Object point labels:

━━━━━━

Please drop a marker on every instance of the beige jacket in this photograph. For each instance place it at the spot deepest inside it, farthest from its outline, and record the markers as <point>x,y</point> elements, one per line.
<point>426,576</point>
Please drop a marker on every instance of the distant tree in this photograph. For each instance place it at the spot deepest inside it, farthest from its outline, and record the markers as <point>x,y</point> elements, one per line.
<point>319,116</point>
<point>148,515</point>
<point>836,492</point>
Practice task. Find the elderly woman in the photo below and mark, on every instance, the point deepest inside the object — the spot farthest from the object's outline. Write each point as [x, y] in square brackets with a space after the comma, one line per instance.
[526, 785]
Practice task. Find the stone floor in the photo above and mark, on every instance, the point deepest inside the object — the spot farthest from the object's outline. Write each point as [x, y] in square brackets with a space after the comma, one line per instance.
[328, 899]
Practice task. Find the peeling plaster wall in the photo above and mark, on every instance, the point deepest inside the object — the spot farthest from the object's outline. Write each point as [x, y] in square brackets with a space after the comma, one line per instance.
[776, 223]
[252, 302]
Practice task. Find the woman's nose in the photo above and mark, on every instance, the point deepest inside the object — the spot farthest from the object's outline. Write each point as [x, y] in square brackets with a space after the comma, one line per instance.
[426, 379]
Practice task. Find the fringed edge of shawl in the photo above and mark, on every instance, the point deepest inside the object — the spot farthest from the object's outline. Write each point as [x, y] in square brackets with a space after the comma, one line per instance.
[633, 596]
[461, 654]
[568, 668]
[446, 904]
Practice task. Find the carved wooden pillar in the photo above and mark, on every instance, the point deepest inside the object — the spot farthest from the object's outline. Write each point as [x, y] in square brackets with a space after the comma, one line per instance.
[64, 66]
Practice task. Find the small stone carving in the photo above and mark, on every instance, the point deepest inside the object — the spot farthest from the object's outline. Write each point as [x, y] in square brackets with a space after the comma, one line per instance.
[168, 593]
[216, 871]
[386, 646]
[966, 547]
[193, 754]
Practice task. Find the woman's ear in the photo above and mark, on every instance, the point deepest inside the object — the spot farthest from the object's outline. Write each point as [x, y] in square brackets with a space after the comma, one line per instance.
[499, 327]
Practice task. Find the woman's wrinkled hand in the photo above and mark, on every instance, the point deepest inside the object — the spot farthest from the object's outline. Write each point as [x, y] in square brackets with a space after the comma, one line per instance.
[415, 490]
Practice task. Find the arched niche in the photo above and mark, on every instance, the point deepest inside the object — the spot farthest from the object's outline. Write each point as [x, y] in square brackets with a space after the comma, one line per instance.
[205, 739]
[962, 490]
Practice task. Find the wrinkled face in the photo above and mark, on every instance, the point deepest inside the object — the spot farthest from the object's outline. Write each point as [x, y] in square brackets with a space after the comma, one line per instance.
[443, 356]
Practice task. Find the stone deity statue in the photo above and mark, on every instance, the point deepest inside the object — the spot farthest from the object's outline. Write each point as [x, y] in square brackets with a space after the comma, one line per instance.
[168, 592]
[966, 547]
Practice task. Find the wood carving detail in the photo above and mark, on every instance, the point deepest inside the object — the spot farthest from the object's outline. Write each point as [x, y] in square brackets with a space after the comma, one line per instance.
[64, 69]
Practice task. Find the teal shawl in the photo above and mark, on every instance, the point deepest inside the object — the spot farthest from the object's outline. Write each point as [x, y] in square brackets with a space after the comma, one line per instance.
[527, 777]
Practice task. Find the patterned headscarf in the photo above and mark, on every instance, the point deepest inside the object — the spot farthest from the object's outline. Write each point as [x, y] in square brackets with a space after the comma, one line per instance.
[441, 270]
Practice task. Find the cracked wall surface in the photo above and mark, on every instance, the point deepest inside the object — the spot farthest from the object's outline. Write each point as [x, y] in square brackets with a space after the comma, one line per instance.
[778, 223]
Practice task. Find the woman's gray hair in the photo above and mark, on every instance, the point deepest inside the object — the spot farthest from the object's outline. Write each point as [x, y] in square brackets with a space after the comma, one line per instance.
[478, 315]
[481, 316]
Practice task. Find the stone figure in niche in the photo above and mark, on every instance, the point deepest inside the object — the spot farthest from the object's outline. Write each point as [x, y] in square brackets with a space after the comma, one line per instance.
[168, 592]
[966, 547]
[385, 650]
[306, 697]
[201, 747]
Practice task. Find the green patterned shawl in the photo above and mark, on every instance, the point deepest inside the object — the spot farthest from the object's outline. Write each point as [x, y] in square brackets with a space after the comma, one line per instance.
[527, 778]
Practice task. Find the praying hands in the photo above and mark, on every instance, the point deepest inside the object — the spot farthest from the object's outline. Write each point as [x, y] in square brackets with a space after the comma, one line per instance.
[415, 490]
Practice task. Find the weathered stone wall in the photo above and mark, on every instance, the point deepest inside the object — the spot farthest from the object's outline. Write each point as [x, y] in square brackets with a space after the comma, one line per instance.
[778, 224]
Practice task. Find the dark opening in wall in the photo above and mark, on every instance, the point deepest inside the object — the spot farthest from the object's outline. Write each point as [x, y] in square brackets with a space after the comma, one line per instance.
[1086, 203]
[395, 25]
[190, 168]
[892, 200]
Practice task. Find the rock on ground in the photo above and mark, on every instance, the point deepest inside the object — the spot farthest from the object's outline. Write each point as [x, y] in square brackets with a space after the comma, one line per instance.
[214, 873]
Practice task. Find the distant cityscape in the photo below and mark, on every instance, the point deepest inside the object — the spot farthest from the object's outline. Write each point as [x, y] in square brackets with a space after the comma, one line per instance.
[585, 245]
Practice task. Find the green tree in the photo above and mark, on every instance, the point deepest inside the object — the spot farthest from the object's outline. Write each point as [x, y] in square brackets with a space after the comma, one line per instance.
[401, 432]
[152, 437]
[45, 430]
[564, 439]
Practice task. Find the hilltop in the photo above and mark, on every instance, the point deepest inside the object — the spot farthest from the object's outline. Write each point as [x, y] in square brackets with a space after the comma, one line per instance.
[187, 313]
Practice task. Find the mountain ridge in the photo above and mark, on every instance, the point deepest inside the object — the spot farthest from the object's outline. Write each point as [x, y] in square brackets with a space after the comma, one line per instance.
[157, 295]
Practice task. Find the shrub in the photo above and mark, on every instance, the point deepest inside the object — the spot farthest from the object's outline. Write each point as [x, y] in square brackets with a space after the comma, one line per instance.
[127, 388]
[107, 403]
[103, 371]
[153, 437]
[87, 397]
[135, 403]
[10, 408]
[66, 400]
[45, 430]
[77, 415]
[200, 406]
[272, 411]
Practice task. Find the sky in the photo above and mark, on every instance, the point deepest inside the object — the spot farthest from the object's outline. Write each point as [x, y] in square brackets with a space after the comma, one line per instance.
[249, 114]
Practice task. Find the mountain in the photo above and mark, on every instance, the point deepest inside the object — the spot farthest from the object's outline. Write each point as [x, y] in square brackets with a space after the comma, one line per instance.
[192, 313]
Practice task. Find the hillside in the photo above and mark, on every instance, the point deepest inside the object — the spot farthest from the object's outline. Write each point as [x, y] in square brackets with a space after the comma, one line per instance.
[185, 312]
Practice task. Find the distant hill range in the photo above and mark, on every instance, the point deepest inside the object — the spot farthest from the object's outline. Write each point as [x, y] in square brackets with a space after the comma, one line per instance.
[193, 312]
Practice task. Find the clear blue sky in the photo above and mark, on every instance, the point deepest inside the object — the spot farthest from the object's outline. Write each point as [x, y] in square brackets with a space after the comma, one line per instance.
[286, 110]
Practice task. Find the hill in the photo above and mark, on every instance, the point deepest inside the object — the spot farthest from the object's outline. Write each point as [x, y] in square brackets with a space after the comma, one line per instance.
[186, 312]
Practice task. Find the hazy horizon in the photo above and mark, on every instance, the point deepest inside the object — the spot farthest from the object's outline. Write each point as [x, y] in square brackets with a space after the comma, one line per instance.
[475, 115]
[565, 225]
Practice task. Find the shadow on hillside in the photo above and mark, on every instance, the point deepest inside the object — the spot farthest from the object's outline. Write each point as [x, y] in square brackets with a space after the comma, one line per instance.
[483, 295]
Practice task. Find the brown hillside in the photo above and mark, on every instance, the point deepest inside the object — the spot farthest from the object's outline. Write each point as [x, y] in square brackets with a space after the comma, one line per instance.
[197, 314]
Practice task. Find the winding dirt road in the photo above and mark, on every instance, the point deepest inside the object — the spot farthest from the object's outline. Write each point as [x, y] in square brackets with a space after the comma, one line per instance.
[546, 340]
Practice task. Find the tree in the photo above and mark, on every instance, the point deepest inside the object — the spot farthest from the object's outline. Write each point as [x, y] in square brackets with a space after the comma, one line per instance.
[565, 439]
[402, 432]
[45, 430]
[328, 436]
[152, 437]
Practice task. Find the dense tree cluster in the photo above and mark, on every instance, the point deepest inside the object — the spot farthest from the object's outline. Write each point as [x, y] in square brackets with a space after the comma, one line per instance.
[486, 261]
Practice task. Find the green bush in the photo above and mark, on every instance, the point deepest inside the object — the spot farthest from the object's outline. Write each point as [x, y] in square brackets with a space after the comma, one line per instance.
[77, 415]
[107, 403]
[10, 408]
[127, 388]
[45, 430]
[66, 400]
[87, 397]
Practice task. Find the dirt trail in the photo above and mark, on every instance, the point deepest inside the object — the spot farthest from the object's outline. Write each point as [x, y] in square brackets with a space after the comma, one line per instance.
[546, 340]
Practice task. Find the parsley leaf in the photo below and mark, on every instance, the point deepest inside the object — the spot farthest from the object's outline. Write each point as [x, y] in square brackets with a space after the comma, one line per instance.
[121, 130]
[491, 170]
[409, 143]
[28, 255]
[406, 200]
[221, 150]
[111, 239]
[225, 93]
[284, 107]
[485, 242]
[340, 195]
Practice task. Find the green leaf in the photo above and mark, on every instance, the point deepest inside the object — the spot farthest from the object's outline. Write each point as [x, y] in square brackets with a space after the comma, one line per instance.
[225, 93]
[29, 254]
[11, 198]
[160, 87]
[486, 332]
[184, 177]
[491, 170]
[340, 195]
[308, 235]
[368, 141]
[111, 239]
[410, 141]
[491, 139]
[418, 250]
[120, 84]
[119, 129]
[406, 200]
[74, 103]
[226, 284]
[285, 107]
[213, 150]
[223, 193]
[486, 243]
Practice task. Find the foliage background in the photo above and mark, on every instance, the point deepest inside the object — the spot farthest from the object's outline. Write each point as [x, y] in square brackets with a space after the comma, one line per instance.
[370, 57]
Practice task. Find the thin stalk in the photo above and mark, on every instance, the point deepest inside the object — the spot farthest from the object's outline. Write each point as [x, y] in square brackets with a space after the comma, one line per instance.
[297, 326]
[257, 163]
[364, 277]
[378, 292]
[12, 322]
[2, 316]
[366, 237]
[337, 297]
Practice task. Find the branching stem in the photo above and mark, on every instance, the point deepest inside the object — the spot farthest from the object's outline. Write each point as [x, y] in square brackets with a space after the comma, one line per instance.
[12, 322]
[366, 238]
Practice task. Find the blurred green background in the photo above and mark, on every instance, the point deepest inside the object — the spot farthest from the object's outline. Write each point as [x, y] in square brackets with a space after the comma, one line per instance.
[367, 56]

━━━━━━

Only the lines from the one that contains "Practice task. Find the thin" through the last line should be repeated, each exactly as it stands, with both ends included.

PROBLEM SOLUTION:
Practice task. Find the thin stalk in the photo above and mark, on every instance, the point deepest inside the object — the spot farthest from the object's outline. Write each point as [x, y] in square brackets with a space after the comma, one line per instance.
[297, 326]
[257, 163]
[364, 277]
[378, 292]
[12, 322]
[2, 316]
[366, 237]
[337, 297]
Practice task. Find the branching stem in the photo above and mark, on every instance, the point deepest inside the object — the spot farthest from the object's outline. Write each point as [x, y] in square brackets with a space after the comma, one line per instance.
[12, 322]
[366, 238]
Practice task. Find the blurred green background in the photo above and mark, on every instance, the point deepest inside the object — the spot farthest from the object's outline. Write each point as [x, y] in square brackets with a space after the comma, one line per instance.
[367, 56]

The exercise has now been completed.